→ TASK TO COMPLETE
Each line from the line containing "Indicate the dark" through the last line of the entries is to be reproduced exactly as it stands.

(Stored records)
===============

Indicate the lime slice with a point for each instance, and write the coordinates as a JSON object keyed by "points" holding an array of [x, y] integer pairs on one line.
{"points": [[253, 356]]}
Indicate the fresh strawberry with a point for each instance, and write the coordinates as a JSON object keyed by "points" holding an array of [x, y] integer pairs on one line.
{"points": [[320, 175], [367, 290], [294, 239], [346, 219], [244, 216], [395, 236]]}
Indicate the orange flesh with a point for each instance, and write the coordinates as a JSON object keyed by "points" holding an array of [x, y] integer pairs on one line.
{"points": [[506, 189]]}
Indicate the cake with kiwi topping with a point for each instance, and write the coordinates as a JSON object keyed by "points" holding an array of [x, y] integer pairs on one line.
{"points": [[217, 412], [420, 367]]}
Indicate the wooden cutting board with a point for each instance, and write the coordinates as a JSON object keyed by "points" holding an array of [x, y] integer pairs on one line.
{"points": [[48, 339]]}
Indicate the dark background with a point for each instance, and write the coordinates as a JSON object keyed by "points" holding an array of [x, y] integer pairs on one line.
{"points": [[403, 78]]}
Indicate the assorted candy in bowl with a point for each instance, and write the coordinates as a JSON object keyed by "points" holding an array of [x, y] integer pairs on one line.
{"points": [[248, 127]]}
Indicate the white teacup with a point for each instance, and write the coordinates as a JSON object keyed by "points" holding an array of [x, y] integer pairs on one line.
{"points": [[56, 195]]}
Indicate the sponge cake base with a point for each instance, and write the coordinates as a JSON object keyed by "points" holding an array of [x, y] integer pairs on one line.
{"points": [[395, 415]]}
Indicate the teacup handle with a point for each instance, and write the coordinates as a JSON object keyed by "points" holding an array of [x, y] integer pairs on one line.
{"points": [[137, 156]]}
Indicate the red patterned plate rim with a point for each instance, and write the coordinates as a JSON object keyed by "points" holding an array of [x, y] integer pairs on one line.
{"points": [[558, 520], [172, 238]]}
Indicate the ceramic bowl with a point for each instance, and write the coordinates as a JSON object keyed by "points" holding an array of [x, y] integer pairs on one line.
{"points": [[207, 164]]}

===============

→ RESULT
Indicate the dark background with a point for each instance, and write the coordinates as a JSON object keyed by "points" holding an array of [x, y] integer pairs on one line.
{"points": [[403, 78]]}
Indicate the assorted candy in bowl with a point for each instance, and write the coordinates as a JSON object keyed by "points" holding an array of [x, y] integer pairs on one line.
{"points": [[248, 127]]}
Indicate the white teacup with a point for each instance, and write the coordinates as a JSON object keyed by "points" holding an array of [x, y] integer pairs on one line.
{"points": [[56, 195]]}
Indicate the sponge cake base with a point for each instance, and write the coordinates as a JSON object keyed by "points" holding an array of [x, y] integer pairs on one line.
{"points": [[395, 415]]}
Indicate the teacup handle with a point for each instance, and write the coordinates as a JSON object keyed by "points" holding an array of [x, y] integer pairs on one line.
{"points": [[137, 156]]}
Indicate the red patterned plate rim with a point for each instance, and write the coordinates as a JSON object keyed by "points" holding an array of [x, y] integer pairs on one line.
{"points": [[558, 520], [172, 238]]}
Indicate the ceramic bowl with a point for each instance, and write the coordinates as a JSON object keyed by "points" holding an array of [x, y] integer pairs on one line.
{"points": [[207, 164]]}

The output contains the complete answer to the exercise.